━━━ Passage shown ━━━

As you plan your interventions, you may wonder what distinguishes a teen who parents from one who chooses to place, and what keeps a teen from changing her mind once a placement decision is made.
In Characteristics of Unmarried Adolescent Mothers: Determinants of Child Rearing Versus Adoption, authors Resnick and colleagues consider these questions. Their article reports the results of a comparison between 59 teens who planned to place their infants for adoption with 59 parenting teens. The goal of the study was to identify differences between the two groups.
Neither of these groups of young women considered abortion as an option, even though few planned their pregnancy. As expected, those who chose adoption had higher educational aspirations and plans for the future than those who chose to parent.
A more interesting finding, particularly for child welfare workers, is that many of those who chose adoption had firsthand knowledge of someone who was adopted. For some, this was a sibling or other relative, while others had been adopted themselves. The young women who chose to parent had no knowledge of anyone who had been adopted or had placed a child for adoption. In fact, those who chose to parent described adoption as something incomprehensible to them: they considered it a selfish act and reported they would be emotionally unable to handle placing a child. Young women who placed their children saw adoption in the opposite way. They believed their action to be an altruistic one--something that would give their child a better life.
The decision to place a child for adoption is not an easy one. Many teens think about this choice and may even start the process, only to change their minds at some point in the pregnancy or after the birth of the child. A 1993 article by Dworkin, Harding, and Schreiber examines a different dimension of the adoption decision--what predicts whether the teen will remain consistent in her decision to place. Parenting or Placing: Decision Making by Pregnant Teens describes a study testing whether factors that influence the initial decision to place (such as knowledge of adoption, sociodemographic characteristics, psychological traits, and social relationships) also predict the consistency of the choice.
The study found that of those teens who planned to place their child, 20 percent changed their minds by the time their child was born. Only one of the tested factors influenced a young woman's decision to place--the birth father's influence.

━━━

*Exercise A:* In the passage on teen adoption decisions, how many parenting teens did Resnick and colleagues compare with teens who planned to place their infants?
*Exercise B:* From the passage on teen adoption decisions, list the factors that the Dworkin, Harding, and Schreiber study tested as possible predictors of a consistent choice to place.
*Exercise C:* Write a continuation of the passage on teen adoption decisions, starting after its final sentence.
These records have no connection to the passage on teen adoption decisions.

━━━ Entries shown ━━━

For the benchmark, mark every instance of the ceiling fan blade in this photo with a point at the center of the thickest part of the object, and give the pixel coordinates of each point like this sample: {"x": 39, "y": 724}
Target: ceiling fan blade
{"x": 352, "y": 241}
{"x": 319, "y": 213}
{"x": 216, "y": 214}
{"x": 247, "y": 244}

━━━

*Output A:* 59 parenting teens.

*Output B:* Knowledge of adoption, sociodemographic characteristics, psychological traits, and social relationships.

*Output C:*
Other studies have highlighted the important role of the teen' mother, whose support of adoption is a major influence on the decision to place. While this may be true for the initial decision making process, the stamina to stick with the process of adoption throughout a pregnancy may require a different sort of social support.
If the birth father is hesitant or unwilling to relinquish his rights, the entire adoption equation may become unbalanced. Even if the young mother and her family are otherwise prepared to give up the child, if another family in their neighborhood or community will be the ones assuming custody, they may decide to keep the child.
Both of these studies point to the need for a continuum of services for pregnant teens, their families, and teen fathers. While the mother-to-be and her family may seem to be and may want to be the only focus for services, the teen father cannot be ignored. It is important to recognize that significant numbers of teens change their minds about adoption, and so need to be prepared for the role of parent. And finally, if adoption continues to be promoted by policymakers as a solution for the difficulties of teen pregnancy, the general public needs more information to change perceptions about adoption.
Resnick, M. D., Blum, R. W., Bose, J., Smith, M. & Toogood, R. (1990). Characteristics of unmarried adolescent mothers: Determinants of child rearing versus adoption. The American Journal of Orthopsychiatry, 60(4), 577-584.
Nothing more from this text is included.